- STATED PROBLEM:
Can you locate every line in the records below that contains the string "metal", matching case exactly, and copy each of those lines?

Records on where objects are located
--- BEGIN ---

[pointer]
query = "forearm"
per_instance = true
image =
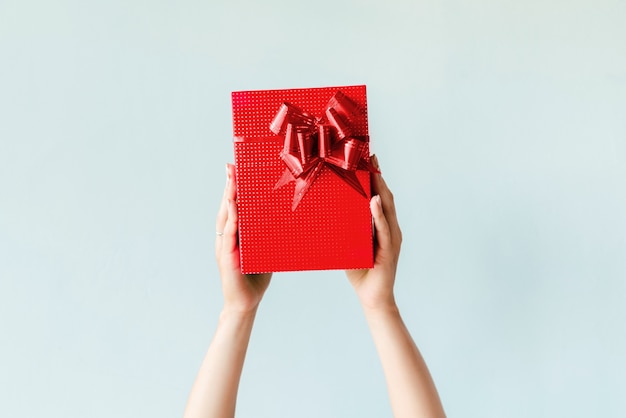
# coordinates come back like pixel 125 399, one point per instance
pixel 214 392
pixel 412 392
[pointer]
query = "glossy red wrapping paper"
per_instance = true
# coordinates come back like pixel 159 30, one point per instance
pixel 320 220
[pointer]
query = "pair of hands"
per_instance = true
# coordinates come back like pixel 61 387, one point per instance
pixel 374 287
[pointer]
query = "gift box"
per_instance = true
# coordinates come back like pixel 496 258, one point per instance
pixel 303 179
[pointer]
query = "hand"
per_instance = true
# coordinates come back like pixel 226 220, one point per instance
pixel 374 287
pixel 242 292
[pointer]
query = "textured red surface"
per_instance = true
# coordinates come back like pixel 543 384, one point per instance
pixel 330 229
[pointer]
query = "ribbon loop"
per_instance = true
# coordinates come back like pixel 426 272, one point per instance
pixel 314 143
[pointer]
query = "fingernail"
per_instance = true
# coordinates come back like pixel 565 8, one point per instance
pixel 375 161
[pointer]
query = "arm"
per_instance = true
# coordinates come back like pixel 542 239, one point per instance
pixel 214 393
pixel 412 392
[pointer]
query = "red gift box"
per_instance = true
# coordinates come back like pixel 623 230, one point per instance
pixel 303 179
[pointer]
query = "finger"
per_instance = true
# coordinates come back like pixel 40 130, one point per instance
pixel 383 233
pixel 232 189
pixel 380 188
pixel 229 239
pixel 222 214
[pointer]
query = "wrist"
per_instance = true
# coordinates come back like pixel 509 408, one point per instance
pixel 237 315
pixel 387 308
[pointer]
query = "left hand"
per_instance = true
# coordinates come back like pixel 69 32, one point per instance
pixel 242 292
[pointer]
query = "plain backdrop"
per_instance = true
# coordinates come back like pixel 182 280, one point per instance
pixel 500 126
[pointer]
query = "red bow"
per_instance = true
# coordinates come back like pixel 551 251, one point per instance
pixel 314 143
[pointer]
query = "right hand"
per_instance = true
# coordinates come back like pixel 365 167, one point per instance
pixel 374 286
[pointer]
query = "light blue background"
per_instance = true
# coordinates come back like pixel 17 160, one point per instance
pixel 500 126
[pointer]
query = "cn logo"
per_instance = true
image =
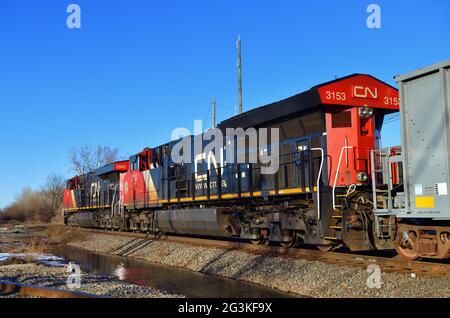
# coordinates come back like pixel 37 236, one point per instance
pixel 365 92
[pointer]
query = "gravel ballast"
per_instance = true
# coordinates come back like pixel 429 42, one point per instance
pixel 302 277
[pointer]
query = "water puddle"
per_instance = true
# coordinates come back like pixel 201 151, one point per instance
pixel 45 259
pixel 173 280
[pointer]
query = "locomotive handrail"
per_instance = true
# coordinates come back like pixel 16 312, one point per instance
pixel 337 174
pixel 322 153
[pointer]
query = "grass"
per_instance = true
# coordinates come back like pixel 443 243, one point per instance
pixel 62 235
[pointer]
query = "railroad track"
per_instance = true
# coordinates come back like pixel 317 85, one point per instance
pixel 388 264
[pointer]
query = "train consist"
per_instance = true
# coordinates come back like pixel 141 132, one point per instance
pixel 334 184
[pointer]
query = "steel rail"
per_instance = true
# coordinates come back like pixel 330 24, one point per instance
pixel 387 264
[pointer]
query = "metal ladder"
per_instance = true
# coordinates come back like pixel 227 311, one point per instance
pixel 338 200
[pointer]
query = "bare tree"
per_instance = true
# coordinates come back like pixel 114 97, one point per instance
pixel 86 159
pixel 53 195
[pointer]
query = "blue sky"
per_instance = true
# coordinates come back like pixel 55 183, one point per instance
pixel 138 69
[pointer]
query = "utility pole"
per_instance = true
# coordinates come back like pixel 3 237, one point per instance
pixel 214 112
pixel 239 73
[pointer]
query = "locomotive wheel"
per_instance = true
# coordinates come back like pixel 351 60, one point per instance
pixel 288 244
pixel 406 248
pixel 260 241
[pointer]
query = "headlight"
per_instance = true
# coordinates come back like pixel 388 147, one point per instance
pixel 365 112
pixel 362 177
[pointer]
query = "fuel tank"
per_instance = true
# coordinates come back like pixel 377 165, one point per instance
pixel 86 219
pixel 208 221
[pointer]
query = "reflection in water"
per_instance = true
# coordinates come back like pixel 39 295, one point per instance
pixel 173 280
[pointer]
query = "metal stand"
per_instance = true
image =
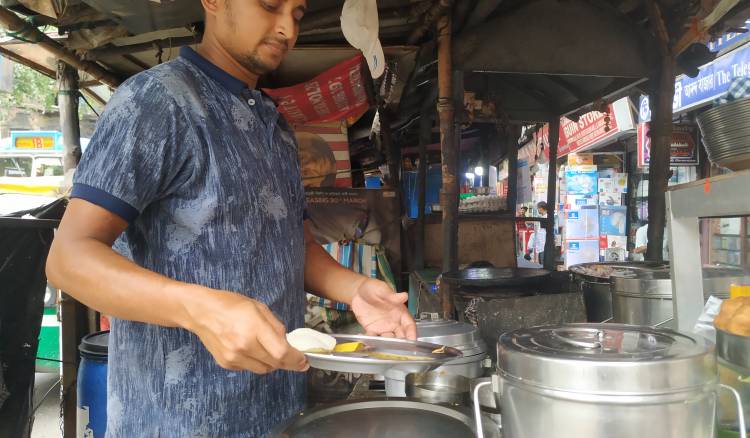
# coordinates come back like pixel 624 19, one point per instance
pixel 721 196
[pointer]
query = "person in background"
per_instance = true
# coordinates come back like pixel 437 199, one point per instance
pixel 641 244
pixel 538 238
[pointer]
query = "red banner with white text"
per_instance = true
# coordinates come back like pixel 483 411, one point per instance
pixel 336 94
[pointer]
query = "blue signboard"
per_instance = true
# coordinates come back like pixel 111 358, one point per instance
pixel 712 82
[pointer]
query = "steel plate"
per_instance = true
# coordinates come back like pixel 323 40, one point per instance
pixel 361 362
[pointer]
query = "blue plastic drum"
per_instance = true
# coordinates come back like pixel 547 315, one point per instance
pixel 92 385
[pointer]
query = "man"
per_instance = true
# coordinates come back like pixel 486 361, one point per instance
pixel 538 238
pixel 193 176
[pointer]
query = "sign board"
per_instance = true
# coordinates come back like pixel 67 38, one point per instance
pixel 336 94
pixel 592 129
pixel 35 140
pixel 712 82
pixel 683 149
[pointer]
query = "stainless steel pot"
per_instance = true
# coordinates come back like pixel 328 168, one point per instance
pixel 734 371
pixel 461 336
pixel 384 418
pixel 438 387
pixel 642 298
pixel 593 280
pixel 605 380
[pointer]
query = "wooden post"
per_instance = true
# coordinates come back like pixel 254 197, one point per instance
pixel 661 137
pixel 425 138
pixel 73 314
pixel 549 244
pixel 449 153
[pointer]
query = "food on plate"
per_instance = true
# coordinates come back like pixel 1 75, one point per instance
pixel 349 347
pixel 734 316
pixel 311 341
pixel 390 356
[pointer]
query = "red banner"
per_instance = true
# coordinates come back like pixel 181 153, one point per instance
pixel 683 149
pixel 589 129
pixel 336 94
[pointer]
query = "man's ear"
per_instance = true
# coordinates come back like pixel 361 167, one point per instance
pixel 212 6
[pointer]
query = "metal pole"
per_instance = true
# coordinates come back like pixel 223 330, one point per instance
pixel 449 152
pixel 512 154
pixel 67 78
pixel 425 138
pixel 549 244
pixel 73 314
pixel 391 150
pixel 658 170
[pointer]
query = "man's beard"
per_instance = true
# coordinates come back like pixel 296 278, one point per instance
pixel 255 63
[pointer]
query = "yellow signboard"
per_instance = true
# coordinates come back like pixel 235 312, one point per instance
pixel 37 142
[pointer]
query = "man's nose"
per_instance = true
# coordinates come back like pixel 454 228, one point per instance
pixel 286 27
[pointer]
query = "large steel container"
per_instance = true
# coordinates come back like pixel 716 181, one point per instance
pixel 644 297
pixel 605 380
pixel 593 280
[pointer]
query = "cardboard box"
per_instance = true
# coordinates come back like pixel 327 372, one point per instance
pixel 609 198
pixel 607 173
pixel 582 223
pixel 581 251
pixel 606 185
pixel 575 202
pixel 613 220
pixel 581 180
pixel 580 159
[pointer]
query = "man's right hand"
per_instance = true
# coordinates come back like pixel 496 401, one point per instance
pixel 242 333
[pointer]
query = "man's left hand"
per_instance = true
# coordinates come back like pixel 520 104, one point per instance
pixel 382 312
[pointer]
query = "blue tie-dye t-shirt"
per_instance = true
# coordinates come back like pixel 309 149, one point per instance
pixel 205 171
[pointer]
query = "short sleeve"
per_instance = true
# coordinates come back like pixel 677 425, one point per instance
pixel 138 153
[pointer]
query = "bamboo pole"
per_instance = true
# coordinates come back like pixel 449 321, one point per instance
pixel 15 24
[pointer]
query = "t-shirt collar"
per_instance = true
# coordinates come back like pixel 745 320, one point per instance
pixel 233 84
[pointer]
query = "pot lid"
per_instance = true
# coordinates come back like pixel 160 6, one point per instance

--- END ---

- PROBLEM SOLUTION:
query = "metal ladder"
query = "metal stand"
query = "metal pole"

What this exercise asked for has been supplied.